[The input Boundary: Start]

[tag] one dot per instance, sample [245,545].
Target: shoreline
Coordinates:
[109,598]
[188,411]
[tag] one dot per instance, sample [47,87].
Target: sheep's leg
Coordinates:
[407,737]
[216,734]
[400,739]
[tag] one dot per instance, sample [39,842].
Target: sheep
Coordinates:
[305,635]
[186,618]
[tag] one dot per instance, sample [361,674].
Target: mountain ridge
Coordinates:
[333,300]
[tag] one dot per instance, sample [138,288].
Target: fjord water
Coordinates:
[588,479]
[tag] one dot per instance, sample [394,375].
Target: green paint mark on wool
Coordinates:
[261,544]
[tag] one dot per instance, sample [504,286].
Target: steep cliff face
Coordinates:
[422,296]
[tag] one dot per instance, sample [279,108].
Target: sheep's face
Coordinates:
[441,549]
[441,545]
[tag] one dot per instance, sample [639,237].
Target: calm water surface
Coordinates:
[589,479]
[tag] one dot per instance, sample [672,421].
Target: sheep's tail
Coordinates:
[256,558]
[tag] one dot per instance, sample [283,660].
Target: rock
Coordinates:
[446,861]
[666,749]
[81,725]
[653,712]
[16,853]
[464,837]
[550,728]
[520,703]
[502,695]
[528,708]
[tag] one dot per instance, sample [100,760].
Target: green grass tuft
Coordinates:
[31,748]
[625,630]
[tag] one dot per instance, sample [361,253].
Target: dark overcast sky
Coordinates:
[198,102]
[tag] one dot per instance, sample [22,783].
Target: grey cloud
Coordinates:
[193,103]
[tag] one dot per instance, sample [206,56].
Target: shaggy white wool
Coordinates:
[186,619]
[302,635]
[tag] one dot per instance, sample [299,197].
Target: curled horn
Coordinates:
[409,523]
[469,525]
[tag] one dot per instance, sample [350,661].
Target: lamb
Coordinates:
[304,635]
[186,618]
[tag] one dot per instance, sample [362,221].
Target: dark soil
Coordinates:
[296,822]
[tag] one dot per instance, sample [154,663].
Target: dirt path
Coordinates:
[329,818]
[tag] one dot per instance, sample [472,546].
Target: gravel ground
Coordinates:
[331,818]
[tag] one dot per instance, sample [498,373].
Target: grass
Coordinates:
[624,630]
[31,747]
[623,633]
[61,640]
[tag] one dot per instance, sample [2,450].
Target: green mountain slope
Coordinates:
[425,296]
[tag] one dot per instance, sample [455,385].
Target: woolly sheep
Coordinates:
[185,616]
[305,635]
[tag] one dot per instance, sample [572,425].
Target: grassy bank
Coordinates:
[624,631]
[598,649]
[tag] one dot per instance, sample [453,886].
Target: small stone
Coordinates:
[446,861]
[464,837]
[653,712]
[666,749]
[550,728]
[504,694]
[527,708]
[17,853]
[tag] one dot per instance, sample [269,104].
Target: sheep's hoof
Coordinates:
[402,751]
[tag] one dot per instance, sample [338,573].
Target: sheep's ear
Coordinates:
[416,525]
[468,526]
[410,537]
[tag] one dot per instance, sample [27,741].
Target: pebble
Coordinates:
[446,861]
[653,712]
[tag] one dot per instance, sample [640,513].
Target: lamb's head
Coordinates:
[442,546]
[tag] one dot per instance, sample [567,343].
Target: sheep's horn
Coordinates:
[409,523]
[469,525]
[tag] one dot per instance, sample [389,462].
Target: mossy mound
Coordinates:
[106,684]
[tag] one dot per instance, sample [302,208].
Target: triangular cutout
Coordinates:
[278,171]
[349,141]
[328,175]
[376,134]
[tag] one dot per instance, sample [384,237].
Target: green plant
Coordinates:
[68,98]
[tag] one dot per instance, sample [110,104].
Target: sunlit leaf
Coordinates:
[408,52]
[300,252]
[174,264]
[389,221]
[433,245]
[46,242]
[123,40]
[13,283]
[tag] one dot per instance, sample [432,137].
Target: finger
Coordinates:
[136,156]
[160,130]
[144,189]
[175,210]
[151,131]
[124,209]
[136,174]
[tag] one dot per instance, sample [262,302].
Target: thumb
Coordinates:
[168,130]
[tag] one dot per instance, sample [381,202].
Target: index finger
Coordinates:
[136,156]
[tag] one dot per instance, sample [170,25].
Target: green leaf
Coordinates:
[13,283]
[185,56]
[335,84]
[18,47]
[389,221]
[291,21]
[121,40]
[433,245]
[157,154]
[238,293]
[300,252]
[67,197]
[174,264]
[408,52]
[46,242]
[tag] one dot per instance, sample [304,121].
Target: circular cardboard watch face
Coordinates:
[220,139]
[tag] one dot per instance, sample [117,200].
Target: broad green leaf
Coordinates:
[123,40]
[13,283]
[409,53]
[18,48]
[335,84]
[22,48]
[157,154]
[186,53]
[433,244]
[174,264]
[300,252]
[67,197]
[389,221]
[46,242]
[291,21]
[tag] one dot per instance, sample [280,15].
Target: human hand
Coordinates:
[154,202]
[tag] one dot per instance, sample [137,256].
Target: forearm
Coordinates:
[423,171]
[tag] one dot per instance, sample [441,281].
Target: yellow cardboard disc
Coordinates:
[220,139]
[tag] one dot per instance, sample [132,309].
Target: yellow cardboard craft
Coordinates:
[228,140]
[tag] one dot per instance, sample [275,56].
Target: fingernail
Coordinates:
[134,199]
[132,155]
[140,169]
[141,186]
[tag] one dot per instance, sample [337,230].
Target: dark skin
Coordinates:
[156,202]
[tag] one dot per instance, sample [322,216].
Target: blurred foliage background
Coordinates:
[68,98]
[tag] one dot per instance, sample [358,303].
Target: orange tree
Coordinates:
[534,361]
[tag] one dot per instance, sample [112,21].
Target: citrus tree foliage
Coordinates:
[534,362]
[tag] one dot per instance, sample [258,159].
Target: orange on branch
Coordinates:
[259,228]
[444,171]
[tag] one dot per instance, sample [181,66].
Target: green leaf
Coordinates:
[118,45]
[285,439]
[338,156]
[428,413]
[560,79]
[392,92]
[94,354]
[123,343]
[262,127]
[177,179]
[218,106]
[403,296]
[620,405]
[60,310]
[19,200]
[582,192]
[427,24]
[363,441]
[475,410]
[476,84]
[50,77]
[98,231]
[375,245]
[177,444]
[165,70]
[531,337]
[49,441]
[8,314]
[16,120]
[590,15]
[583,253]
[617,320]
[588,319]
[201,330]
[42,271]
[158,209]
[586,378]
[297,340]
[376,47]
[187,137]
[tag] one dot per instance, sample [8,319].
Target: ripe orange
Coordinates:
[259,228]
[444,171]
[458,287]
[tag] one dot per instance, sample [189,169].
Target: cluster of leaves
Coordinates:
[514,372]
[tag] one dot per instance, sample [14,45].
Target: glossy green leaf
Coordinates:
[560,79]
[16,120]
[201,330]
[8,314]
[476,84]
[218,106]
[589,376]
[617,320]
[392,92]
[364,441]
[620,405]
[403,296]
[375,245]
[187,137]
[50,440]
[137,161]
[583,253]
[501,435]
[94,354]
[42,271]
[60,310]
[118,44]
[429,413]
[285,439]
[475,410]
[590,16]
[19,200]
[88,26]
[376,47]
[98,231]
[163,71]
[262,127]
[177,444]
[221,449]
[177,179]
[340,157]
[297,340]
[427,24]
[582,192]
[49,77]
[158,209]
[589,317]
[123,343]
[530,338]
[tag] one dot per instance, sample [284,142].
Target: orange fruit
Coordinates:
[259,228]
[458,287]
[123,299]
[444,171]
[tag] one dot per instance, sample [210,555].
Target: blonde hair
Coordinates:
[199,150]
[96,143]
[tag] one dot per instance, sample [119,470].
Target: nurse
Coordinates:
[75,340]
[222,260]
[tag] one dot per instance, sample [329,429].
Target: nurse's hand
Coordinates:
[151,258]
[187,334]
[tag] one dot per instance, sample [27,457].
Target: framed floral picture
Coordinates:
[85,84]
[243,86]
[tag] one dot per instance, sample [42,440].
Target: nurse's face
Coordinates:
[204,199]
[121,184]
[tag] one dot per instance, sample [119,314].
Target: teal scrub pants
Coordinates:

[The input Boundary: End]

Task =
Wherever the word "orange" appears in the listing above, copy the whole line.

Task result =
Target: orange tree
Target: orange on branch
Target: ripe orange
Target: orange fruit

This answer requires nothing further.